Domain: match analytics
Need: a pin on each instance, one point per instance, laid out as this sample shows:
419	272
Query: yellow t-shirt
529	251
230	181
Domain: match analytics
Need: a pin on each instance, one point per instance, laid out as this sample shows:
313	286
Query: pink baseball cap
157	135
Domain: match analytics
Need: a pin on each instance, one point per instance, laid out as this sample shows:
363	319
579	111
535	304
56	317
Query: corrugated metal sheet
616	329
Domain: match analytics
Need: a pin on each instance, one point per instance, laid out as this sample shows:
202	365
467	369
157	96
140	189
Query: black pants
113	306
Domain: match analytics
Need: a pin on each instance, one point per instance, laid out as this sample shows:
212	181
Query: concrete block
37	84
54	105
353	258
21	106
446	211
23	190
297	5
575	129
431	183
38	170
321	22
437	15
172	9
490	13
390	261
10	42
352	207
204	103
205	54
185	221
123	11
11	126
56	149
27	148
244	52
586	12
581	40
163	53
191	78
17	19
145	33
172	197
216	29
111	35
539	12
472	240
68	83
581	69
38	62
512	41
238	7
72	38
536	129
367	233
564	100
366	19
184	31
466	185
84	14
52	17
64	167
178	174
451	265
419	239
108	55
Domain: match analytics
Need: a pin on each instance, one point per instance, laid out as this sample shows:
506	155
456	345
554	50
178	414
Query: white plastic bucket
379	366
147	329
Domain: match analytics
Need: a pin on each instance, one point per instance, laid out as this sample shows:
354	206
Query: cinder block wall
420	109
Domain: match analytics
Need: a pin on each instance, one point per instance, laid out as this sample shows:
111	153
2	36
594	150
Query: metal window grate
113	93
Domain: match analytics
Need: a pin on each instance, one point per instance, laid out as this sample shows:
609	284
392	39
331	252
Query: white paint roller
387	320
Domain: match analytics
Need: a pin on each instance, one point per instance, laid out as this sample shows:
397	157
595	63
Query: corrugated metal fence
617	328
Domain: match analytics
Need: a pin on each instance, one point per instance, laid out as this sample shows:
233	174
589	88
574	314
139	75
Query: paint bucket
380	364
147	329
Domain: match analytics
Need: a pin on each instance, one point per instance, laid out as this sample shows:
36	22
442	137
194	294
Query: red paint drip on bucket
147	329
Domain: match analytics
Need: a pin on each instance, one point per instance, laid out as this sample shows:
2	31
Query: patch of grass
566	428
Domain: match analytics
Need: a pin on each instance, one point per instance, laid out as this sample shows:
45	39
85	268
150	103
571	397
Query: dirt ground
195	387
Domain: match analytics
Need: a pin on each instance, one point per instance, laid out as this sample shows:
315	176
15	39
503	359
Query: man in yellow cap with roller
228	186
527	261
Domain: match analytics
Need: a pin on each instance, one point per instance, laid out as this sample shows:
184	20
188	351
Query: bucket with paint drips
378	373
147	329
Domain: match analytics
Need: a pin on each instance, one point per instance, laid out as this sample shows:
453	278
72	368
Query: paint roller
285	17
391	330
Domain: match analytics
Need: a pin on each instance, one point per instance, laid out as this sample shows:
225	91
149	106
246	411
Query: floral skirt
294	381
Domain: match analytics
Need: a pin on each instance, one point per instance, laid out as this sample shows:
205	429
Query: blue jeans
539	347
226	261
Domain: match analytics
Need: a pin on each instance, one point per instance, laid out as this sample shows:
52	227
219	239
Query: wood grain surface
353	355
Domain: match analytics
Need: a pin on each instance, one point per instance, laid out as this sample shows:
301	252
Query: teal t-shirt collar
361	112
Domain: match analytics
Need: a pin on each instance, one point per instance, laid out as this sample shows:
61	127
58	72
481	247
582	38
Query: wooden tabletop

--

__Your goal__
In full and word for word, give the listing above again.

__Exercise response__
Domain: match analytics
Need: a pin on each instance, one point per instance, laid out as this sample shows:
419	272
Query: yellow t-shirt
529	251
230	181
Domain: match analytics
Need: a pin on each instance, one point per instance, laid out as this sample shows:
313	286
Query: pink baseball cap
157	135
Domain: match analytics
Need: a pin on each instance, one point per instance, laid out as this sample shows:
363	319
579	111
535	304
56	317
Query: corrugated metal sheet
616	329
Domain: match analytics
Need: a pin on each instance, one point per instance, laid out as this sample shows:
202	365
467	369
157	96
140	189
Query: black pants
113	306
Domain: match analytics
Need: a pin on each instance, one point per instance, laid out as this sample shows:
212	181
Query: concrete block
37	84
54	105
353	258
21	106
446	211
23	190
297	5
575	129
431	183
38	170
321	22
437	15
172	9
490	13
390	261
10	42
352	207
204	103
205	54
185	221
123	11
11	126
56	149
27	148
244	52
586	12
581	40
163	53
191	78
17	19
145	33
172	197
216	29
111	35
539	12
472	240
68	83
581	69
38	62
512	41
238	7
72	38
536	129
367	233
564	100
366	19
184	31
466	185
84	14
52	17
64	167
178	174
451	265
419	239
108	55
Domain: match analytics
Need: a pin on each instance, one point per instance, laid out as this sample shows:
506	155
456	345
554	50
178	414
Query: white plastic bucket
379	366
147	329
Domain: match analytics
Need: a pin on each instance, one point per instance, laid out as this sample shows:
354	206
Query: cinder block wall
420	109
Domain: match analytics
Need: a pin on each instance, one point per instance, laid out as this sample shows:
111	153
2	36
594	150
Query: metal window grate
113	93
Domain: match analytics
Need: a pin on each instance, one point per instance, laid out as this sample shows:
609	284
392	39
331	252
Query: white paint roller
387	320
Domain: match analytics
Need: a pin on each instance, one point per instance, laid out as this sample shows:
397	157
595	63
Query: corrugated metal fence
617	328
Domain: match analytics
Need: a pin on each instance, one point per instance, laid out as this sample shows:
233	174
589	88
574	314
139	75
Query: paint bucket
380	364
147	329
Domain: match analytics
Need: a pin on each instance, one point per instance, laid out as this sample shows:
36	22
442	137
194	294
Query: red paint drip on bucket
147	329
Domain: match analytics
Need: a pin on each instance, one point per instance, laid out as this sample shows:
2	31
Query: patch of grass
566	428
Domain: match analytics
Need: a pin on each instance, one point per instance, laid out as this sample shows:
45	39
85	268
150	103
571	397
Query: dirt ground
195	387
Domain: match analytics
Need: a pin on each instance, one point per instance, laid out as this sample shows:
315	176
15	39
503	359
Query: man in yellow cap with roller
228	186
527	261
Domain: match analytics
Need: a pin on each instance, one point per instance, laid out as this sample shows:
184	20
188	351
Query: bucket with paint drips
378	373
147	329
Domain: match analytics
Need: a pin on each instance, one point per instance, laid out as this sample shows:
453	278
72	368
Query: paint roller
285	17
391	330
Domain: match analytics
Need: a pin on each instance, one point per instance, laid out as this sample shows:
225	91
149	106
246	411
Query: floral skirt
294	381
Domain: match analytics
Need: a pin on each instance, one point per instance, laid out as this sample shows:
205	429
Query: blue jeans
539	347
226	261
Domain: match analytics
Need: a pin on each instance, one point per instance, laid out as this sample shows:
52	227
219	239
Query: wood grain surface
353	355
Domain: match analytics
Need: a pin on each instance, one point per instance, laid out as this sample shows:
301	252
Query: teal t-shirt collar
361	112
Domain: match analytics
Need: a pin on each instance, one point per instance, laid out as this sample shows:
61	127
58	72
481	247
582	38
Query: wooden tabletop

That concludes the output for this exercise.